** Opening Exercise data block **
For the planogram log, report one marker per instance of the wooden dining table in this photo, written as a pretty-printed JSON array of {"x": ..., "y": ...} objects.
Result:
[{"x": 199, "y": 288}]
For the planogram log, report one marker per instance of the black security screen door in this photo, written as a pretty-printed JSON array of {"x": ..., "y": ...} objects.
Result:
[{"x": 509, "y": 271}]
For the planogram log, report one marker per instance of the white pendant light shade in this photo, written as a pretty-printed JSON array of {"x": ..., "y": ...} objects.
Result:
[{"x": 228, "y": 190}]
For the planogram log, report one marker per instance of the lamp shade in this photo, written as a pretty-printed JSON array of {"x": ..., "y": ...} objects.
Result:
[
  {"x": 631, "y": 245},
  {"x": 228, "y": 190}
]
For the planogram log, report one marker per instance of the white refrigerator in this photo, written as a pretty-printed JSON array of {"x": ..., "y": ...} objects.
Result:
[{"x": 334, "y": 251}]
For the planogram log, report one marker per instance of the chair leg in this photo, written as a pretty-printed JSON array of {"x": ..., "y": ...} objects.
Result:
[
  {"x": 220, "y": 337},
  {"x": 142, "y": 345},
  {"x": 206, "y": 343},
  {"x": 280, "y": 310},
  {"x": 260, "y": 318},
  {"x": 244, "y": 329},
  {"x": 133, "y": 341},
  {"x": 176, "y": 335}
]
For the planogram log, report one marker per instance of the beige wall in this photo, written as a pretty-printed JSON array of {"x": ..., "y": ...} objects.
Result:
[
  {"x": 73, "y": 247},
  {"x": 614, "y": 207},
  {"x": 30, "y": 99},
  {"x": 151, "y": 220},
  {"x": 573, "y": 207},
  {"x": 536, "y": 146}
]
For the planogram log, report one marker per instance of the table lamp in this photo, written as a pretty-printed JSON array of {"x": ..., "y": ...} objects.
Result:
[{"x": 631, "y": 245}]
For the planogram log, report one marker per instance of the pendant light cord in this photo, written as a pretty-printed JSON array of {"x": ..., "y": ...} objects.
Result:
** Closing Exercise data block **
▸ Exercise requirements: Beginning with the line that contains "of the table" and ending with the last line of the data above, return those lines exactly and nothing else.

▸ Expected answer:
For the planogram log, report one marker per instance of the table lamp in this photo, written as a pretty-printed JSON array of {"x": ..., "y": ...} objects.
Result:
[{"x": 631, "y": 245}]
For the planogram log, report one marker per instance of the pendant light cord in this photo, written as a pretty-printed JSON array of {"x": ..., "y": ...} objects.
Result:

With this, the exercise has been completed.